Documento de origem:
E o que o Sr. pensa de monitoramento eletrônico dos presos, outra moda norte-americana que chegou aqui?

Isso não serve para nada. Só serve para expandir a noção de que com repressão e controle puro e simples se combate a criminalidade, quando esta é uma questão só de redução das desigualdades sociais e de uma redistribuição da riqueza, das oportunidades de vida, de democratização da sociedade. A grande resposta para a questão criminal é a democracia, mas democracia real, não no sentido formal. Claro, a democracia formal é um caminho, nós saímos de uma ditadura, quando não havia democracia formal, nós saímos de um período em que você não tinha liberdades democráticas. Eu vivi esse horror. Agora, o que precisamos é uma democracia real no sentido de permitir que o mais humilde cidadão tenha onde morar, tenha trabalho, tenha onde estudar, tenha garantia de saúde, tenha uma perspectiva e um futuro. Aí sim. Por que nas sociedades centrais, nos países centrais, a violência social é muito menor? Porque eles resolvem os seus problemas sociais exportando-os para a periferia. Nós, da periferia, terceiro mundo, é que garantimos essa relativa estabilidade dos países centrais. Não que eles tenham eliminado a violência. O problema na Alemanha, por exemplo, é seriíssimo. Eu estou traduzindo um livro de criminologia do Albrecht, um dos maiores criminólogos da atualidade, que mostra o que é o drama nas prisões alemãs, da criminalidade na Alemanha.

As penas alternativas são uma solução?

Qualquer coisa que não seja pena privativa de liberdade é boa. É óbvio que penas alternativas, na medida em que não representam privação de liberdade, não destroem uma vida e nem uma família, mas permitem alternativa de sobrevivência, são sempre preferíveis a uma pena privativa de liberdade. Agora, não resolve o problema da criminalidade. E não é por aí que nós vamos resolver o problema da criminalidade. É preciso entender que o problema da criminalidade é um problema de democracia, democracia real. Não se resolve criminalidade com polícia, com Justiça, com prisão.

O Sr. é a favor ou contra a revista dos advogados nas entradas dos presídios?

Eu acho que nós temos que adotar medidas que preservem a dignidade do ser humano, sobretudo a dignidade do profissional. A OAB é uma instituição de muita seriedade e os advogados, em sua imensa maioria, são pessoas absolutamente preocupadas com os problemas sociais e com a questão da justiça. E não é porque, de repente, tem um ou outro ruim que agora eu vou submeter o conjunto da categoria a esse tipo de vexame. Eu sou absolutamente contra esse tipo de revista. Nós temos que apostar na democracia, na preservação dos direitos humanos, da dignidade humana, e aceitar os pequenos contratempos que isso pode criar, mas isso não justifica adotarmos medidas autoritárias e humilhantes como essa.

Tem se falado muito em mudanças na legislação penal. O que o senhor pensa dos nossos códigos?

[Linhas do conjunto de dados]
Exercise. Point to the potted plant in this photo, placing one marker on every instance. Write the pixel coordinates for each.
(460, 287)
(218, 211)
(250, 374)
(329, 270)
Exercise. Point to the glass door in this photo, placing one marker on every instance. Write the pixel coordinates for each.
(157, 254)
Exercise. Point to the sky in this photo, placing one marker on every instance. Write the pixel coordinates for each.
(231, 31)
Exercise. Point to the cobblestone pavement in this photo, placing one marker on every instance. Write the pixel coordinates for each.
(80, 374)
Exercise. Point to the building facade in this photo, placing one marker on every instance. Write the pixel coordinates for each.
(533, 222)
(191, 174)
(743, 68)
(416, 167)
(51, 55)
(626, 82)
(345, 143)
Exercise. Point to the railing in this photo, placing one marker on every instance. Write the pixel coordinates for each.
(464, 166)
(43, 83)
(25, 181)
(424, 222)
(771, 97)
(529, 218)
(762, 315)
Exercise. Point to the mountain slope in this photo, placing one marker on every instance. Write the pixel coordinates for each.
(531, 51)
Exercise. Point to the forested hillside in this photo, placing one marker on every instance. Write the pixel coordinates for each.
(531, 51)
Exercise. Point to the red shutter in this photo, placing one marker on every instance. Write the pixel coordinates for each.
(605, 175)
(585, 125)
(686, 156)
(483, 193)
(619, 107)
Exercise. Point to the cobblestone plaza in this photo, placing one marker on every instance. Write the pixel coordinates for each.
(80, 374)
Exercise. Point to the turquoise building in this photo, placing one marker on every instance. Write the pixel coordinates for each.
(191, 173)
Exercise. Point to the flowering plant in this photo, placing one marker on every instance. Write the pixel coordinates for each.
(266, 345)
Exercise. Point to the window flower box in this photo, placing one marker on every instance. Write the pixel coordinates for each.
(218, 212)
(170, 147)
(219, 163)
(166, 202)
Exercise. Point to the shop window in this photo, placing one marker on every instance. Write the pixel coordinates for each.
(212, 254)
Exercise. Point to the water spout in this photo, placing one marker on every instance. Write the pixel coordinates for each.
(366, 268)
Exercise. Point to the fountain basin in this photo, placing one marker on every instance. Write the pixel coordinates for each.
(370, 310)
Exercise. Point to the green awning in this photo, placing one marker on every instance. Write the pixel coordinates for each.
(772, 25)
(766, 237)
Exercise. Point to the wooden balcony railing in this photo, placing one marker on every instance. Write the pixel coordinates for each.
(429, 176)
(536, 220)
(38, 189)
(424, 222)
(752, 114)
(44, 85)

Enunciado: Troque "penas alternativas" por "medidas alternativas" no trecho da entrevista sobre criminalidade que começa em "Qualquer coisa que" e vai até "Justiça, com prisão.", e escreva esse trecho novamente. Os itens não têm papel algum nesta atividade.

Resultado:
Qualquer coisa que não seja pena privativa de liberdade é boa. É óbvio que medidas alternativas, na medida em que não representam privação de liberdade, não destroem uma vida e nem uma família, mas permitem alternativa de sobrevivência, são sempre preferíveis a uma pena privativa de liberdade. Agora, não resolve o problema da criminalidade. E não é por aí que nós vamos resolver o problema da criminalidade. É preciso entender que o problema da criminalidade é um problema de democracia, democracia real. Não se resolve criminalidade com polícia, com Justiça, com prisão.